● **Your task**:
State whether each of the following statements agrees with the essay on weird science, answering yes or no and quoting the words of the essay that decide it. (a) The author's editor wanted to publish the studies about weird experiments. (b) The author's column for NZZ Folio did not have to be tied to current events. (c) The author headed the science section of a Swiss news magazine that no longer exists.

● **Selection**:
------------------------
LabLit.com

Please visit our new site!

Essay

Weird science

Digging behind the sofa cushions of the research literature

Reto Schneider 4 January 2009

www.lablit.com/article/456

How many germs are in one kiss? In 1927 the magazine Science and Invention did an experiment to find out (photo © the author)

I always considered ‘news’ an overrated concept in science journalism anyway – after all, Newton is news to most people

Scientists may not be actually mad as a rule, but there is a lot of seemingly mad science out there. My work on mad science experiments originated as a by-product. During my time as the head of the science section of a now-defunct Swiss news magazine, I accumulated a stack of research studies about weird experiments. Unfortunately, my editor had no desire to see these appear in print, because they violated all the basic journalistic criteria: they were utterly inconsequential, hopelessly ancient or both.

But since I always considered ‘news’ an overrated concept in science journalism anyway – after all, Newton is news to most people – I decided to hold on to my pile of clippings. Several years later I was offered a chance to write a science column for NZZ Folio, the magazine section of a major Swiss daily newspaper. As my articles didn’t have to be related to current events and didn’t need to be important in the traditional sense, I at last found myself in a position to write about such subjects as the elixir of life being extracted from guinea-pig testicles or the first meeting between a robot dog and a real dog.
------------------------
● **Given information**:
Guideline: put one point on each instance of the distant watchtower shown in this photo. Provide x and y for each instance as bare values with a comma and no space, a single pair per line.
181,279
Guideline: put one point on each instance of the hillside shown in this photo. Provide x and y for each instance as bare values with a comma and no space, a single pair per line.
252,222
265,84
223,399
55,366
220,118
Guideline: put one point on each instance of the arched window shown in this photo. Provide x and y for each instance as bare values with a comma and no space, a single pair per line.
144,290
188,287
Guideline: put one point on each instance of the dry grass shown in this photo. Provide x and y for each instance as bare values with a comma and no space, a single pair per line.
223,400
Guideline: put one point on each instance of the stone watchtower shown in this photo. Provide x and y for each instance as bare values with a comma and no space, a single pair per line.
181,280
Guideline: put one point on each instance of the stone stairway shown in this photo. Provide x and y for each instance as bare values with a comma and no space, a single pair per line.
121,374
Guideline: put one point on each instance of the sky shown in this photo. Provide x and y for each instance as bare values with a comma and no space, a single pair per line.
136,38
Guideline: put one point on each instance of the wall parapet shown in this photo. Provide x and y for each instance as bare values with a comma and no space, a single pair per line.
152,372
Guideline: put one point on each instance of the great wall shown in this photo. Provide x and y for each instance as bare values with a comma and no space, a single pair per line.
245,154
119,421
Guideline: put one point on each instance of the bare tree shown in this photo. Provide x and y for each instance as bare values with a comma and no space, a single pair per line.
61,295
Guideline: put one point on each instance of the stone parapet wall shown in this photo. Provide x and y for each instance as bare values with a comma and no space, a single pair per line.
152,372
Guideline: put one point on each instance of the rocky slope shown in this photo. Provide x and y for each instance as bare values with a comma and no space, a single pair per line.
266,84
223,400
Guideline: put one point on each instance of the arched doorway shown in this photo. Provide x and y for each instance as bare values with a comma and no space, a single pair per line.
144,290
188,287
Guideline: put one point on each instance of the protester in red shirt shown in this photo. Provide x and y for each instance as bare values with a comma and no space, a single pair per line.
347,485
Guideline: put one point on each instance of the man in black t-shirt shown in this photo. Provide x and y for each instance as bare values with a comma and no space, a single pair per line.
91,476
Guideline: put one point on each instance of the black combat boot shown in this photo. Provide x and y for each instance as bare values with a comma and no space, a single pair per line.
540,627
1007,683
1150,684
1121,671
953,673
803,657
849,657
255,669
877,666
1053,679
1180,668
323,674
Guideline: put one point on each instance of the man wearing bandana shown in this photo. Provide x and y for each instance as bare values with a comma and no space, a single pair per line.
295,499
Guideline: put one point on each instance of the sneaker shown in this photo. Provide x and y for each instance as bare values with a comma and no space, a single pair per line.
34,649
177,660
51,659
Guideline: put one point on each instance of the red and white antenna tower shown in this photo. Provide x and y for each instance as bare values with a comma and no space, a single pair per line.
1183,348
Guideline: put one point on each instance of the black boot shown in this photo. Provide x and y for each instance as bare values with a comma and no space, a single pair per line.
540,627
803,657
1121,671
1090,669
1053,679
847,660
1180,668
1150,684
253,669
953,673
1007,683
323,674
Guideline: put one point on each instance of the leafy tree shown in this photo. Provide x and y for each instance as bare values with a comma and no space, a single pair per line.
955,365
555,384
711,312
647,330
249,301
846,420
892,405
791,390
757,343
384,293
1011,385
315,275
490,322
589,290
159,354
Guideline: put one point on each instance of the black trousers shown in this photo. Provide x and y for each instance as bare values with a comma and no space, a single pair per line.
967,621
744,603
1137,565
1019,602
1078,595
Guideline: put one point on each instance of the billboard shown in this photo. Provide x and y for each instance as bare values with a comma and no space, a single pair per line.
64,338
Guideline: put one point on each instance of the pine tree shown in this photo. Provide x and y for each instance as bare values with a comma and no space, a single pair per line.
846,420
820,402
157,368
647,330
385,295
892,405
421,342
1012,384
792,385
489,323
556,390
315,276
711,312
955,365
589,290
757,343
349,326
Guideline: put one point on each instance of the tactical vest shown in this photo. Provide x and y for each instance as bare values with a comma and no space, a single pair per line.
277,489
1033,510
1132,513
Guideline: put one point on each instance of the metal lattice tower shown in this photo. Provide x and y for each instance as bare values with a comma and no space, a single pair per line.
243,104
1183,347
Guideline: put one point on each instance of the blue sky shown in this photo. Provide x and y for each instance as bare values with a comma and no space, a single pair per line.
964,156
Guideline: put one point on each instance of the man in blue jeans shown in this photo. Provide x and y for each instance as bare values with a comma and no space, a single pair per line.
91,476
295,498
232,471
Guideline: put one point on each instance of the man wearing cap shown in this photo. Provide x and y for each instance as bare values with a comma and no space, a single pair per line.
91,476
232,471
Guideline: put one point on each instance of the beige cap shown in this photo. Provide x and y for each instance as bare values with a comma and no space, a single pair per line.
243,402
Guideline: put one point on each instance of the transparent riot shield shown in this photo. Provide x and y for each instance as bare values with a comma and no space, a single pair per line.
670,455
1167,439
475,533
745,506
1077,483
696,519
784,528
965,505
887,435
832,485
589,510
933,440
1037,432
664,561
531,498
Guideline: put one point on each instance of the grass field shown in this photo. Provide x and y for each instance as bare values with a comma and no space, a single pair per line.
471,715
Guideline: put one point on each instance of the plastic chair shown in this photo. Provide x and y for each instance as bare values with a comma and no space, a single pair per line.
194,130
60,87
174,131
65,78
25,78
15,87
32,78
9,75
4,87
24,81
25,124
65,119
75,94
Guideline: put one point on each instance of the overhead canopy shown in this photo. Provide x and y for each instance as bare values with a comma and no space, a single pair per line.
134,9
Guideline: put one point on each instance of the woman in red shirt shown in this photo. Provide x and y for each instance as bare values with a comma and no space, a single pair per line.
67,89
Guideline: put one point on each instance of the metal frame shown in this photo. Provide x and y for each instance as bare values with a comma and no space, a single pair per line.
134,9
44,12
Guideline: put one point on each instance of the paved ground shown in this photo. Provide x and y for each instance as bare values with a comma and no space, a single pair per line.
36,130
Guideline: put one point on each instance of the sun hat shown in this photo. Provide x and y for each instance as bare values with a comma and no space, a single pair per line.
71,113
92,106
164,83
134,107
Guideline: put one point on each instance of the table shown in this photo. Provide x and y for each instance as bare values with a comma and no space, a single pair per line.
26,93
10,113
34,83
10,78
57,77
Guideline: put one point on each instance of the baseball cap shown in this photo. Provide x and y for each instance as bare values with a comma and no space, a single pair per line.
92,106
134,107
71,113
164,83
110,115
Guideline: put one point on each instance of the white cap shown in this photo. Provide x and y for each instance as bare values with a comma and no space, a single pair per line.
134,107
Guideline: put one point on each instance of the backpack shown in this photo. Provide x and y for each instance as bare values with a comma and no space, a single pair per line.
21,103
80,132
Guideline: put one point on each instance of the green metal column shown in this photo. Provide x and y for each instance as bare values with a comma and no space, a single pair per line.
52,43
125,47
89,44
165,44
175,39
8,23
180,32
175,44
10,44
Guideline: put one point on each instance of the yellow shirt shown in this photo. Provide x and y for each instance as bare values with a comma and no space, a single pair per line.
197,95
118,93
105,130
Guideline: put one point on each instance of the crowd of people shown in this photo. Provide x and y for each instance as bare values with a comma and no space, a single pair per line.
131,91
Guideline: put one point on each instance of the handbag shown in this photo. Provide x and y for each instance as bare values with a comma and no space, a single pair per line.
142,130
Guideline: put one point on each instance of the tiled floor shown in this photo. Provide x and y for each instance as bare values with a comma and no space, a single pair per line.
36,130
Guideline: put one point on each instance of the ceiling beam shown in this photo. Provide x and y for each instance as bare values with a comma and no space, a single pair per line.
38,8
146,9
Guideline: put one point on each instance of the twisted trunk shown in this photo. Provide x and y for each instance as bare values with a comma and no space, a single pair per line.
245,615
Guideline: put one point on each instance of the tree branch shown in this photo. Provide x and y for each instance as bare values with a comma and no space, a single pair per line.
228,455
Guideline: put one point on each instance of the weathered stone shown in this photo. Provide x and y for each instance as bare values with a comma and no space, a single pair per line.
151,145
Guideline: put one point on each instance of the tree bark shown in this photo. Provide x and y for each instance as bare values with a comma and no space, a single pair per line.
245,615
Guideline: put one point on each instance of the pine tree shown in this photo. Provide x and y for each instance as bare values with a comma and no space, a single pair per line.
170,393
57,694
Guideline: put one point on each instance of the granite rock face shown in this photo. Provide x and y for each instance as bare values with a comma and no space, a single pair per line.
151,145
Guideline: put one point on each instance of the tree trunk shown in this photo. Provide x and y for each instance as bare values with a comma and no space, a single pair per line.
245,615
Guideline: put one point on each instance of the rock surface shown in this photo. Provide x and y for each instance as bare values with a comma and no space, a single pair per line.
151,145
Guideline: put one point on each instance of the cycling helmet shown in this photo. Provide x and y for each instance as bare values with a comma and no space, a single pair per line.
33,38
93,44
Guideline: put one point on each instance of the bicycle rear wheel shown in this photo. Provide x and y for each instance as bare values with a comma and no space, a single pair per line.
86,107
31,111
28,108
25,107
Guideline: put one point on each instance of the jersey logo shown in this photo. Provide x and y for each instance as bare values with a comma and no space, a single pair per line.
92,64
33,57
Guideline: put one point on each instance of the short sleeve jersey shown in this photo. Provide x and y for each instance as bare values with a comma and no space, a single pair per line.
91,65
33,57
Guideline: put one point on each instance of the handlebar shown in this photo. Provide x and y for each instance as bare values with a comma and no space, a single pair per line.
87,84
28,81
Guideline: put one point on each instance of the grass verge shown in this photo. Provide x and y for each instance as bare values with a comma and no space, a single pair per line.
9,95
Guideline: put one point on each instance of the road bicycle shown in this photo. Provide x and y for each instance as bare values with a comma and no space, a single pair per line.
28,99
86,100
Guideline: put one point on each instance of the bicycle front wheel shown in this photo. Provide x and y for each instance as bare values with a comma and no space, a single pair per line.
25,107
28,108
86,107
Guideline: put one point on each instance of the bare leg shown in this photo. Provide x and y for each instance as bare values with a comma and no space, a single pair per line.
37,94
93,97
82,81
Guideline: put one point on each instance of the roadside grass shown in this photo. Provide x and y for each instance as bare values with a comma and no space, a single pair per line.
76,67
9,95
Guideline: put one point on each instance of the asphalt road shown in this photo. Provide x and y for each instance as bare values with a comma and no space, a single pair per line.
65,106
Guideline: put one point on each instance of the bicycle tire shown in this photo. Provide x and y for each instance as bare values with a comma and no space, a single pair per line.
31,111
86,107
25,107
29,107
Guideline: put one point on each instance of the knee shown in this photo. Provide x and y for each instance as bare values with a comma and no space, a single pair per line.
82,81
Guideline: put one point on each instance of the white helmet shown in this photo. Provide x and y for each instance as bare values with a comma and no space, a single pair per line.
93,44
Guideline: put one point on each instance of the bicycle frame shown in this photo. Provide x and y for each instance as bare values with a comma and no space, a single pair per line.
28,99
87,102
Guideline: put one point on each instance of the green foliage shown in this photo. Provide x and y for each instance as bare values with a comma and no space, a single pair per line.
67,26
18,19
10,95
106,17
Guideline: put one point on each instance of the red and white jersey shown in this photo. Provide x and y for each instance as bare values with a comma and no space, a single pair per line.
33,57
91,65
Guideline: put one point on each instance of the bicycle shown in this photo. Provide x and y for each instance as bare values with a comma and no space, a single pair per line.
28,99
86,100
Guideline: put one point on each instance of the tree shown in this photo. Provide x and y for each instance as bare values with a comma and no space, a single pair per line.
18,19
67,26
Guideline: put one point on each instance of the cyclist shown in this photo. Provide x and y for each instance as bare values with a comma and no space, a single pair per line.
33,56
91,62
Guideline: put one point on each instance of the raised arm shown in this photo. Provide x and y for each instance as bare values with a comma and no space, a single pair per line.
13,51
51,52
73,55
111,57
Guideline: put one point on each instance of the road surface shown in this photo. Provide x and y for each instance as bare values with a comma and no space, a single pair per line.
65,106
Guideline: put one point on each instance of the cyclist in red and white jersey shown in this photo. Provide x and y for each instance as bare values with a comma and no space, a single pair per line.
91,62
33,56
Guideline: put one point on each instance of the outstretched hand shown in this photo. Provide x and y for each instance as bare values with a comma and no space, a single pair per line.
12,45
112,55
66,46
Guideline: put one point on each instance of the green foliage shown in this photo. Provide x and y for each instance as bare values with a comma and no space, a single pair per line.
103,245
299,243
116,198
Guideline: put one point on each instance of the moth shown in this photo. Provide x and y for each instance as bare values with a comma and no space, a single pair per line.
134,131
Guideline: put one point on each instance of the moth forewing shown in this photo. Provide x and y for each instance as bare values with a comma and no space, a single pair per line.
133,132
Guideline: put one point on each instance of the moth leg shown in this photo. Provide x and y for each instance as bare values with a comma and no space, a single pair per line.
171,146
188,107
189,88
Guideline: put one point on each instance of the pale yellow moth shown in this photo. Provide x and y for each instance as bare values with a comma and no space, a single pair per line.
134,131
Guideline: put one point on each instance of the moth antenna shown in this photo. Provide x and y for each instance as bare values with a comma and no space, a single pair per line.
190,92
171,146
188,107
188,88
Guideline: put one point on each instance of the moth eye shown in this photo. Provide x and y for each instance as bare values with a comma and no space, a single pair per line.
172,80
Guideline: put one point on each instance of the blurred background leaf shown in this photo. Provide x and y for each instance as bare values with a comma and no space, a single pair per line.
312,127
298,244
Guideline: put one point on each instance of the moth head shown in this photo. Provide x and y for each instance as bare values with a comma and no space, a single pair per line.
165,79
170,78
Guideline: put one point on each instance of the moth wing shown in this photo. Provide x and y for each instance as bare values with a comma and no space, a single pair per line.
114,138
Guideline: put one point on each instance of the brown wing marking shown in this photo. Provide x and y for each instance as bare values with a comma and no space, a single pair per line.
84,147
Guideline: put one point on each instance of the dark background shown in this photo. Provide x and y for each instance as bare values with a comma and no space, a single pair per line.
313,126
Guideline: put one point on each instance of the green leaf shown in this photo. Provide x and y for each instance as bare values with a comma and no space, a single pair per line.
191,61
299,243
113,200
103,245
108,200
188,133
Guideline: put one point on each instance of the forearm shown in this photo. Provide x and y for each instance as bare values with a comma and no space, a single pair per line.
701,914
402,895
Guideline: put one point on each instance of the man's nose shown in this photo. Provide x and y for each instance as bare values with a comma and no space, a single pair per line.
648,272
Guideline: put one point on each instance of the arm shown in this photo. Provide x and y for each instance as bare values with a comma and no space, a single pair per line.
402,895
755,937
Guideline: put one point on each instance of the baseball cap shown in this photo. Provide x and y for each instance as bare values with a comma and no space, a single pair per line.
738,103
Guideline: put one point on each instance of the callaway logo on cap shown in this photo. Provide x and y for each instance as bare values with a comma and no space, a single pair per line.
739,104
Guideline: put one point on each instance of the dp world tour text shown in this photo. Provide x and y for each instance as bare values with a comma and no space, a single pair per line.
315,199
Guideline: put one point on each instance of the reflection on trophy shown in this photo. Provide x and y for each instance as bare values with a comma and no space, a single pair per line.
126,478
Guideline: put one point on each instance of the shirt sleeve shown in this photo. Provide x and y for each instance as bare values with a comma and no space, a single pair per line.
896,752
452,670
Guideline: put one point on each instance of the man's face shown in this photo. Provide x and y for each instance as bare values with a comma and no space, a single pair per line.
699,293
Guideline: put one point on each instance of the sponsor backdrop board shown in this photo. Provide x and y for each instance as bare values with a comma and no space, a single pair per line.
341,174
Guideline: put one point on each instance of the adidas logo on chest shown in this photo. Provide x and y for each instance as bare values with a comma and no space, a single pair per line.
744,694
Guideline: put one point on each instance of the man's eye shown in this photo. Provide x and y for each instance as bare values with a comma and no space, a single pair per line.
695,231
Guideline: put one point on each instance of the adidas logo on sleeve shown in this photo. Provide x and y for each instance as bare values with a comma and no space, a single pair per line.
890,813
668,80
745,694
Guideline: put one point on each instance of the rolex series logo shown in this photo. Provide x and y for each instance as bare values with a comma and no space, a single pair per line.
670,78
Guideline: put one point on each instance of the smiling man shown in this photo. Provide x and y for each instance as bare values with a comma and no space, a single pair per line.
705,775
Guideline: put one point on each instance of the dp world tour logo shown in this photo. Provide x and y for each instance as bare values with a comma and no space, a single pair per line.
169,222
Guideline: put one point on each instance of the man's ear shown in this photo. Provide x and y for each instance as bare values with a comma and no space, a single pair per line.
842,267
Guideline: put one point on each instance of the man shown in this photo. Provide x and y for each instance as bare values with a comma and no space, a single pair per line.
------------------------
● **Exercise response**:
(a) No: "my editor had no desire to see these appear in print"
(b) Yes: "my articles didn’t have to be related to current events"
(c) Yes: "a now-defunct Swiss news magazine"